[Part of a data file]
---

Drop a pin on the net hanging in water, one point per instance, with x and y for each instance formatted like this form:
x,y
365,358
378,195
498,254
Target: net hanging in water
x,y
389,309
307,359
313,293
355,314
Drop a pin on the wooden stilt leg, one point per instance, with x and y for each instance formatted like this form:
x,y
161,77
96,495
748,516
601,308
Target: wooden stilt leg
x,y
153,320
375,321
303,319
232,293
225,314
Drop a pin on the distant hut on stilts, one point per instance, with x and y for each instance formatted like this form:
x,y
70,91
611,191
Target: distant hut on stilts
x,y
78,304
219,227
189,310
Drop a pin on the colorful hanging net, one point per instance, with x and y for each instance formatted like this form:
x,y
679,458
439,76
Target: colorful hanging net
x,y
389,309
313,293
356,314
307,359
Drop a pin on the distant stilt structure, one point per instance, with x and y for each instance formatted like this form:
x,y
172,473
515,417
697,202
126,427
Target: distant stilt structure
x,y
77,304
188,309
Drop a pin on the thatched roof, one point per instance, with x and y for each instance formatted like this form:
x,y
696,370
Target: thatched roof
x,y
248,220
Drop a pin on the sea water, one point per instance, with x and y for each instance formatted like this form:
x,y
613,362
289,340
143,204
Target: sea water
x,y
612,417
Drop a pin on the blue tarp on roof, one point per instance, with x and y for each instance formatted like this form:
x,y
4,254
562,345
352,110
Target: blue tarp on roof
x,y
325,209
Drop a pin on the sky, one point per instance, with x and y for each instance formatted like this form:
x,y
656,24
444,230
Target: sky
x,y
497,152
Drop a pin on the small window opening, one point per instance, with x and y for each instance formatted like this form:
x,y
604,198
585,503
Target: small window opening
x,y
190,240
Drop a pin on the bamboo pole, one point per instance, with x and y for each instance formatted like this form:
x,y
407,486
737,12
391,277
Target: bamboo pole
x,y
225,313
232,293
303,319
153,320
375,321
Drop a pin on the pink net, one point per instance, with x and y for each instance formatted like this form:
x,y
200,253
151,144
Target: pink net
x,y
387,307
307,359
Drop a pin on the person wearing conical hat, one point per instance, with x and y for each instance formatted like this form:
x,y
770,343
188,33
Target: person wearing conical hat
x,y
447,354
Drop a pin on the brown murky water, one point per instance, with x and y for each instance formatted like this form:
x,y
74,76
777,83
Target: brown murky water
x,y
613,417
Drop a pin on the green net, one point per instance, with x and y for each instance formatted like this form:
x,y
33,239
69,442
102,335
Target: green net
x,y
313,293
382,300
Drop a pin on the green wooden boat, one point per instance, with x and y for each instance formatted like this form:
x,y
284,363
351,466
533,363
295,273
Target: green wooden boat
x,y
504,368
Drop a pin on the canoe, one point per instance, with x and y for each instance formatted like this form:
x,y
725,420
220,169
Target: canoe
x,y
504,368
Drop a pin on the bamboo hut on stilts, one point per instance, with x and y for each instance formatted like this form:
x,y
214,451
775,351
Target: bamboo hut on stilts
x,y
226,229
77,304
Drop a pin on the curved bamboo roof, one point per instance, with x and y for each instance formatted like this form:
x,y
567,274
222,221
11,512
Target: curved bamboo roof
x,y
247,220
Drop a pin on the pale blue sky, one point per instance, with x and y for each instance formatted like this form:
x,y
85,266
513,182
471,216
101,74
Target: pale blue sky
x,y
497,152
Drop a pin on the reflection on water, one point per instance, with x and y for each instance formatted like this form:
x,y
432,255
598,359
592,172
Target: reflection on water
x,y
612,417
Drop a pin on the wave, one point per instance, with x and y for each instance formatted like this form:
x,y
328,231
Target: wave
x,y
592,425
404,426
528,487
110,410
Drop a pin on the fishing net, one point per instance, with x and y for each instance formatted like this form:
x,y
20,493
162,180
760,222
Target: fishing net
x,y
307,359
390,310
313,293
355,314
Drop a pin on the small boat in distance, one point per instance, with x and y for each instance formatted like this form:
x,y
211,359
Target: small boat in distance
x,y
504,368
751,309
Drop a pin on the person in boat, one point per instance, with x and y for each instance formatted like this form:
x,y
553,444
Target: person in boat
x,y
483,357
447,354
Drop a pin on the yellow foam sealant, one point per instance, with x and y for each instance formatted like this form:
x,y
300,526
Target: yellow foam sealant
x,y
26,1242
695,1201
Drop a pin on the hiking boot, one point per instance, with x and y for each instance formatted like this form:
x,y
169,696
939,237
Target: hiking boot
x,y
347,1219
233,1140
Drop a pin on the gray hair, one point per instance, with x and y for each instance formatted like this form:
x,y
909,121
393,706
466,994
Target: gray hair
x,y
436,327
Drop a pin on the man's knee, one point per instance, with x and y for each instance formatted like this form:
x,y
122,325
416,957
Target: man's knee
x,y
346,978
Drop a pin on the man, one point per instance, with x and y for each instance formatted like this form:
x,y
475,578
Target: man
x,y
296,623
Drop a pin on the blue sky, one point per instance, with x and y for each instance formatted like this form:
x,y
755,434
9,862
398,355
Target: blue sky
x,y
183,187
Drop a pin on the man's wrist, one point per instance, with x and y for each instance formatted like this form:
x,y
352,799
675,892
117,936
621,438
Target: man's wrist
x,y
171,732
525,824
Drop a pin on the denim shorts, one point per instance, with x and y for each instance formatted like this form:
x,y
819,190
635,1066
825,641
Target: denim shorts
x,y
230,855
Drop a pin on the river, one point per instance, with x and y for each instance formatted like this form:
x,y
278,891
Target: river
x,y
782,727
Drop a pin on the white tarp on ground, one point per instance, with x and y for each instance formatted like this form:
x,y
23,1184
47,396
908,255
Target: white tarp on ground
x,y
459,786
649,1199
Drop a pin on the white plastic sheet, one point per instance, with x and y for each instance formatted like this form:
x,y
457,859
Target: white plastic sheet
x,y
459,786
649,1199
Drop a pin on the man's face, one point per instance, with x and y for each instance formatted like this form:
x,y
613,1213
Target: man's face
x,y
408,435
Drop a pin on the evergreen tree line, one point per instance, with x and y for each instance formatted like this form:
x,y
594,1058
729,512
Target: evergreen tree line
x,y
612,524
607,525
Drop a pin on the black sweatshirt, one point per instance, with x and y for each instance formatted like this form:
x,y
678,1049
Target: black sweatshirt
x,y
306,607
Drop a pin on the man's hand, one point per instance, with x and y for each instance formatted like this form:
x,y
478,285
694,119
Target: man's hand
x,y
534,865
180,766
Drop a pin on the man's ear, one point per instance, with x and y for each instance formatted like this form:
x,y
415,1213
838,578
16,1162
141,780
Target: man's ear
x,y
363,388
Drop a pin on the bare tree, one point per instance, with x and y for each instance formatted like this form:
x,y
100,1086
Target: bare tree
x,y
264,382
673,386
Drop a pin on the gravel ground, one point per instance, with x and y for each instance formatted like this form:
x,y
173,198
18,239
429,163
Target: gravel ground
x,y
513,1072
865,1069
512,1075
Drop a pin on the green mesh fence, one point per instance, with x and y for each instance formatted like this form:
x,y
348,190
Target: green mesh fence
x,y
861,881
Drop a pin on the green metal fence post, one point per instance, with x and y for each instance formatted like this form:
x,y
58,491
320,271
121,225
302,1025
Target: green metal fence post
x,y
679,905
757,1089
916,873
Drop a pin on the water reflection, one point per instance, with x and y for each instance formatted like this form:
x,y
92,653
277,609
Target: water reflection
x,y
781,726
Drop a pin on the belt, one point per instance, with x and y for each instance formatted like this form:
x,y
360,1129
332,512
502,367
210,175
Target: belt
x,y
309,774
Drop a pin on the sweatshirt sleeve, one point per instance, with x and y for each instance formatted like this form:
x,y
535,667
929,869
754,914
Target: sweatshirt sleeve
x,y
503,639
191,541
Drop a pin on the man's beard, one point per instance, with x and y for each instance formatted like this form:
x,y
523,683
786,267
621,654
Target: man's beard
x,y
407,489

---

Written problem: Give the records above again, word for word.

Task result:
Drop a pin on the net hanging in water, one point per instance, with x and y for each instance formatted like this form:
x,y
365,358
378,195
498,254
Target: net hanging in water
x,y
389,309
307,359
313,293
355,314
Drop a pin on the wooden stilt leg, one point per instance, with x and y for each instance formatted like this form:
x,y
161,77
96,495
748,516
601,308
Target: wooden stilt leg
x,y
153,320
375,321
303,319
232,293
225,314
Drop a pin on the distant hut on stilts, one point per instance, with x and y for each instance formatted like this form:
x,y
70,91
611,191
Target: distant hut on stilts
x,y
78,304
219,227
189,310
Drop a pin on the colorful hanging net, one point per instance, with x and y for each instance formatted like this form:
x,y
679,458
439,76
Target: colorful hanging net
x,y
389,309
313,293
356,314
307,359
Drop a pin on the distant stilt structure, one point per instance, with x and y for each instance formatted like this form:
x,y
172,473
515,417
697,202
126,427
Target: distant stilt structure
x,y
77,304
188,309
Drop a pin on the thatched roof, one point per instance, with x and y for each instance formatted like this form:
x,y
696,370
Target: thatched roof
x,y
248,220
Drop a pin on the sea water, one point per instance, with x and y for each instance formatted like this form:
x,y
613,362
289,340
143,204
Target: sea water
x,y
612,417
Drop a pin on the blue tarp on roof, one point per instance, with x and y for each instance formatted like this form:
x,y
4,254
562,345
352,110
Target: blue tarp on roof
x,y
325,209
Drop a pin on the sky, one point per instance, with x and y for each instance formatted like this form:
x,y
656,24
444,230
Target: sky
x,y
497,152
Drop a pin on the small window opening, one point per instance, with x and y for each instance formatted like this form:
x,y
604,198
585,503
Target: small window opening
x,y
190,240
Drop a pin on the bamboo pole, one point per instance, with x and y for each instance formatted like this form:
x,y
407,486
737,12
391,277
Target: bamboo pole
x,y
225,313
232,293
303,319
153,320
375,321
Drop a pin on the pink net, one point per instance, with x and y for each instance formatted like this form:
x,y
200,253
151,144
Target: pink net
x,y
387,307
307,359
Drop a pin on the person wearing conical hat, one point per instance, with x and y for each instance formatted like this form:
x,y
770,343
188,33
Target: person wearing conical hat
x,y
447,354
Drop a pin on the brown murky water, one point per instance, with x and y for each instance formatted like this form:
x,y
74,76
777,83
Target: brown murky water
x,y
613,417
Drop a pin on the green net, one point per instance, with x and y for each instance formatted like this form:
x,y
33,239
69,442
102,335
Target: green net
x,y
313,293
382,300
Drop a pin on the green wooden boat, one point per instance, with x and y for each instance formatted like this form:
x,y
284,363
351,466
533,363
295,273
Target: green wooden boat
x,y
504,368
Drop a pin on the canoe, one point per instance, with x and y for each instance formatted like this form:
x,y
725,420
220,169
Target: canoe
x,y
504,368
Drop a pin on the bamboo hut on stilts, one point per instance, with x and y for each instance formatted like this form:
x,y
214,451
775,351
Target: bamboo hut on stilts
x,y
226,229
77,304
Drop a pin on the curved bamboo roof, one point per instance, with x and y for each instance formatted like this form:
x,y
567,274
222,221
11,512
Target: curved bamboo roof
x,y
247,220
Drop a pin on the pale blue sky, one point per instance, with x and y for each instance formatted like this form:
x,y
85,266
513,182
471,216
101,74
Target: pale blue sky
x,y
497,152
Drop a pin on the reflection on water, one point per instance, with x and y for each instance formatted like this form:
x,y
432,255
598,359
592,172
Target: reflection on water
x,y
612,417
Drop a pin on the wave, one point per instance, with x and y for each instance formatted like this form:
x,y
328,231
Target: wave
x,y
592,425
404,426
528,487
110,410
Drop a pin on the fishing net, one point per instance, with x and y for each instance formatted like this form:
x,y
20,493
162,180
760,222
Target: fishing net
x,y
307,359
390,310
313,293
355,314
Drop a pin on the small boat in distance, one point per instance, with x and y for each instance formatted like this form:
x,y
211,359
Target: small boat in distance
x,y
504,368
751,309
Drop a pin on the person in boat, one point per instance, with x and y for each instance formatted like this form:
x,y
553,444
Target: person in boat
x,y
483,357
447,354
Drop a pin on the yellow foam sealant, one point per instance, with x and y for each instance formatted like this form:
x,y
300,526
Target: yellow foam sealant
x,y
26,1242
695,1201
Drop a pin on the hiking boot, one point per instance, with x and y for each instance formatted like this form:
x,y
169,696
939,237
Target: hiking boot
x,y
347,1219
233,1140
Drop a pin on the gray hair, one point per instance, with x and y for each instance formatted like this form:
x,y
909,121
393,706
466,994
Target: gray hair
x,y
436,327
Drop a pin on the man's knee, one point per instance, with x and y for each instance formatted like this form:
x,y
122,325
416,957
Target: man's knee
x,y
346,978
Drop a pin on the man, one point per instance, with x and y for each instance formatted like this form:
x,y
475,578
Target: man
x,y
296,623
Drop a pin on the blue sky, one point per instance, with x and y for each instance formatted like this form:
x,y
755,434
9,862
398,355
Target: blue sky
x,y
183,187
Drop a pin on the man's wrist, one point per instance, with x and y for each instance formatted like this form:
x,y
352,799
675,892
117,936
621,438
Target: man's wrist
x,y
171,732
525,824
Drop a pin on the denim shorts, one point per instance, with x and y for each instance formatted like this form:
x,y
819,190
635,1066
825,641
Target: denim shorts
x,y
230,855
Drop a pin on the river, one point per instance, with x and y for each instance formatted like this form:
x,y
278,891
Target: river
x,y
782,727
Drop a pin on the white tarp on ground, one point per instance, with x and y for each instance formatted like this form:
x,y
23,1184
47,396
908,255
Target: white tarp on ground
x,y
459,786
649,1199
Drop a pin on the white plastic sheet, one point per instance, with x and y for each instance formatted like this form:
x,y
457,859
Target: white plastic sheet
x,y
459,786
649,1199
Drop a pin on the man's face, one point per instance, with x and y for each instance formatted like this form:
x,y
613,1213
Target: man's face
x,y
408,435
Drop a pin on the evergreen tree line, one point per instance, with x and y for each instance formatted like this form:
x,y
594,1058
729,512
Target: evergreen tree line
x,y
612,524
607,525
Drop a pin on the black sweatshirt, one point per instance, with x and y for each instance formatted like this form:
x,y
678,1049
Target: black sweatshirt
x,y
306,607
Drop a pin on the man's hand, one point per instance, with x and y for each instance formatted like this form:
x,y
478,285
694,119
Target: man's hand
x,y
534,865
180,766
Drop a pin on the man's ear, one point per instance, with x and y for each instance formatted like this form:
x,y
415,1213
838,578
16,1162
141,780
Target: man's ear
x,y
363,388
Drop a pin on the bare tree, one point per instance, with x and y for each instance formatted like this form:
x,y
100,1086
Target: bare tree
x,y
264,382
673,386
Drop a pin on the gravel ground, one point per instance, with x and y for each instance formatted like this form:
x,y
173,198
18,239
429,163
Target: gravel ground
x,y
513,1072
865,1069
512,1075
Drop a pin on the green mesh fence, one point per instance, with x and y for each instance formatted like this form:
x,y
348,190
Target: green mesh fence
x,y
861,881
Drop a pin on the green metal fence post, one point per instance, with x and y for each instance formatted like this form:
x,y
58,491
320,271
121,225
302,1025
Target: green metal fence post
x,y
679,905
757,1089
916,873
Drop a pin on the water reflection, one point per instance, with x and y for each instance formatted like this form:
x,y
92,653
277,609
Target: water reflection
x,y
781,726
Drop a pin on the belt, one point per instance, with x and y for each instance formatted like this form:
x,y
360,1129
332,512
502,367
210,175
Target: belt
x,y
309,774
Drop a pin on the sweatshirt sleeve, one point per instance, with x and y for each instance formatted like this form:
x,y
535,667
929,869
754,914
Target: sweatshirt sleeve
x,y
503,639
191,541
Drop a pin on the man's beard, one point per instance, with x and y for each instance formatted like this form:
x,y
523,683
786,267
621,654
Target: man's beard
x,y
407,489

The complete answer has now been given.